# Exercise instructions:
Everything in the listing below must be set down again exactly.

╭──

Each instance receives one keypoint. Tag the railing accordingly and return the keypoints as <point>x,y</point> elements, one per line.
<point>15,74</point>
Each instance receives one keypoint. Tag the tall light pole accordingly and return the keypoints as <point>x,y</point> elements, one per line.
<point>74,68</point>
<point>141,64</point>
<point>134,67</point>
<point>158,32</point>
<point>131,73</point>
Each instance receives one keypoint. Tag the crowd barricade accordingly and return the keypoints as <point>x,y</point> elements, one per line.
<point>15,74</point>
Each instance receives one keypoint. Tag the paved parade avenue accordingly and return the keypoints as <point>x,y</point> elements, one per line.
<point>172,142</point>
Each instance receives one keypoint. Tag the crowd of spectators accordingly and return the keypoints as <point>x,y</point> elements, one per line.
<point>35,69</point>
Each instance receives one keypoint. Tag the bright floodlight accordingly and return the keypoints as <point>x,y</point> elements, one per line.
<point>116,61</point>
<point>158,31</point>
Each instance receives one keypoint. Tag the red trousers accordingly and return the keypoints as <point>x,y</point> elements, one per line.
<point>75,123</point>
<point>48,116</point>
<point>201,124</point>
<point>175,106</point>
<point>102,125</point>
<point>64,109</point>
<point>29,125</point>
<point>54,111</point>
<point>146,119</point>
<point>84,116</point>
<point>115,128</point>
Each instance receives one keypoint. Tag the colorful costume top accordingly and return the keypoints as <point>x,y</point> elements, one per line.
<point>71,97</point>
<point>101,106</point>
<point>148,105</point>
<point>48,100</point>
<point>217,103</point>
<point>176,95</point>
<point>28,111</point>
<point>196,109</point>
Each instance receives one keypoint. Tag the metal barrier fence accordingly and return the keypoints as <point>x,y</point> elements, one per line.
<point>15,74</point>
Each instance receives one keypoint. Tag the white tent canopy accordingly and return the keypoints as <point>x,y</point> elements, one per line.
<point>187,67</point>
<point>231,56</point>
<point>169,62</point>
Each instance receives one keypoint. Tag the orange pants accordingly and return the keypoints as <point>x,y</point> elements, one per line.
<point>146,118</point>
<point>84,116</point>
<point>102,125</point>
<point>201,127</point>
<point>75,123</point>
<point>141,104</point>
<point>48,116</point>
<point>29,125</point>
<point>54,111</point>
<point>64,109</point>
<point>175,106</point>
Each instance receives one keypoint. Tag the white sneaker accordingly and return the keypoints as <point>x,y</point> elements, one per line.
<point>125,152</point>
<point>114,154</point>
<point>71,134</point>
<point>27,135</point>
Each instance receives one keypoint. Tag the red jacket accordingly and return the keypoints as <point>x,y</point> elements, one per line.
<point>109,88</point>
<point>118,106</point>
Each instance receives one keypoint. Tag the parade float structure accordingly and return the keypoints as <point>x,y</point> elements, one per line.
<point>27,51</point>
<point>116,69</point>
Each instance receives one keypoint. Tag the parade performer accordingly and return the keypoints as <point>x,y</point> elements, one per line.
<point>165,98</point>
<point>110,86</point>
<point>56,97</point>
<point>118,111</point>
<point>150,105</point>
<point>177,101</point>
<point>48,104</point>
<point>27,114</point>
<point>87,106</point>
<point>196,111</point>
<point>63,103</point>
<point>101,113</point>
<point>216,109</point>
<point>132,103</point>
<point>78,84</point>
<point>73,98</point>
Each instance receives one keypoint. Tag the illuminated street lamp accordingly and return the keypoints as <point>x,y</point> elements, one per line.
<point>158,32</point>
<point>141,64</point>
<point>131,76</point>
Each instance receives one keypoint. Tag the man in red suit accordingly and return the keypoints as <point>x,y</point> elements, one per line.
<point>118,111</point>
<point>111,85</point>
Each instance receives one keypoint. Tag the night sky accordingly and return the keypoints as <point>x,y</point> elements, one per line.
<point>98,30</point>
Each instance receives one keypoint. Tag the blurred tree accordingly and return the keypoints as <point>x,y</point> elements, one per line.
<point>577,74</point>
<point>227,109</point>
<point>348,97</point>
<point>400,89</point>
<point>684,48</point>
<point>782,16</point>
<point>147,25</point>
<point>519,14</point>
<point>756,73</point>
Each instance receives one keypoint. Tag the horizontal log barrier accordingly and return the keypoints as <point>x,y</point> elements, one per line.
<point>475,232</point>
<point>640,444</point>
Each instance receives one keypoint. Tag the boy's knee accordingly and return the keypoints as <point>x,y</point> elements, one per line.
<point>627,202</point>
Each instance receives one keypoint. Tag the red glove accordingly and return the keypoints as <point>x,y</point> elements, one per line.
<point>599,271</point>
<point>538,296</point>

╰──

# Answer to this task:
Each instance receives one keypoint. Tag the railing accordingly and return the keypoints as <point>x,y</point> elements, one per line.
<point>15,74</point>
Each instance receives one keypoint. Tag the tall light pole accordingly and return the keypoints as <point>x,y</point> elements, one per line.
<point>74,68</point>
<point>141,64</point>
<point>134,67</point>
<point>158,32</point>
<point>131,73</point>
Each instance receives one keypoint. Tag the crowd barricade accordingly and return the keypoints as <point>x,y</point> elements, one per line.
<point>15,74</point>
Each instance receives one keypoint. Tag the paved parade avenue accordingly and return the keypoints as <point>x,y</point> elements, one per line.
<point>172,142</point>
Each instance receives one keypoint. Tag the crowd of spectators accordingly and return the keypoints as <point>x,y</point> elements, one per line.
<point>35,69</point>
Each instance receives one keypoint. Tag the bright floodlight accordingly and return the keypoints as <point>x,y</point> elements, one per line.
<point>116,61</point>
<point>158,31</point>
Each instance receives one keypoint. Tag the red trousers accordingly and return the keypoints as <point>x,y</point> elements, one per line.
<point>75,123</point>
<point>48,116</point>
<point>201,124</point>
<point>175,106</point>
<point>102,125</point>
<point>64,109</point>
<point>29,125</point>
<point>54,111</point>
<point>146,119</point>
<point>84,116</point>
<point>115,128</point>
Each instance receives one keypoint. Tag the colorful costume top accordingly and return the keypoints as <point>x,y</point> elements, one per line.
<point>71,97</point>
<point>101,106</point>
<point>148,105</point>
<point>48,100</point>
<point>217,103</point>
<point>176,95</point>
<point>28,111</point>
<point>196,109</point>
Each instance receives one keypoint. Tag the metal barrier fence accordingly and return the keypoints as <point>x,y</point> elements, one per line.
<point>15,74</point>
Each instance receives one keypoint. Tag the white tent canopy accordingly and return the keypoints as <point>x,y</point> elements, one per line.
<point>187,67</point>
<point>231,56</point>
<point>169,62</point>
Each instance receives one keypoint. Tag the orange pants accordingly and return the keypoints as <point>x,y</point> elements, one per line.
<point>146,118</point>
<point>84,116</point>
<point>102,125</point>
<point>201,127</point>
<point>75,123</point>
<point>141,104</point>
<point>48,116</point>
<point>29,125</point>
<point>54,111</point>
<point>64,109</point>
<point>175,106</point>
Each instance receives one keypoint. Tag the white sneaker accordingly and return the keypoints as <point>x,y</point> elements, one per line.
<point>125,152</point>
<point>114,154</point>
<point>71,134</point>
<point>27,135</point>
Each instance receives one keypoint. Tag the red jacket accordingly and return the keypoints as <point>x,y</point> elements, one per line.
<point>109,88</point>
<point>118,106</point>
Each instance receives one keypoint. Tag the parade float structure accordingly and return the keypoints as <point>x,y</point> elements, one per line.
<point>27,51</point>
<point>116,69</point>
Each instance receives one keypoint. Tag the parade performer accordingly and return the keypoints as <point>x,y</point> elements, one per line.
<point>165,98</point>
<point>110,86</point>
<point>56,97</point>
<point>118,111</point>
<point>150,105</point>
<point>177,101</point>
<point>48,104</point>
<point>27,114</point>
<point>87,106</point>
<point>196,111</point>
<point>63,103</point>
<point>101,113</point>
<point>216,109</point>
<point>132,103</point>
<point>78,84</point>
<point>73,98</point>
Each instance receives one keypoint. Tag the illuminated street lamp accordingly and return the keypoints as <point>x,y</point> elements, one per line.
<point>158,32</point>
<point>141,64</point>
<point>131,76</point>
Each instance receives one keypoint. Tag the man in red suit accordingly and return the keypoints as <point>x,y</point> elements, one per line.
<point>118,111</point>
<point>111,85</point>
Each instance receives one keypoint. Tag the night sky accordingly and return the keypoints as <point>x,y</point> elements, one per line.
<point>98,30</point>
Each instance receives one keypoint. Tag the blurred tree accordingly and return the keypoints as <point>x,y</point> elements, one per line.
<point>577,74</point>
<point>227,109</point>
<point>348,97</point>
<point>400,89</point>
<point>684,48</point>
<point>782,16</point>
<point>147,25</point>
<point>519,14</point>
<point>756,73</point>
Each instance receives one keypoint. Tag the horizontal log barrier accordingly and return the keypoints as <point>x,y</point> elements, one per line.
<point>475,232</point>
<point>640,444</point>
Each instance receives one keypoint. Tag the boy's knee accordingly and return the keypoints as <point>x,y</point> elements, one per line.
<point>627,202</point>
Each instance receives one keypoint. Tag the red glove accordingly and return the keypoints as <point>x,y</point> elements, one per line.
<point>599,271</point>
<point>538,296</point>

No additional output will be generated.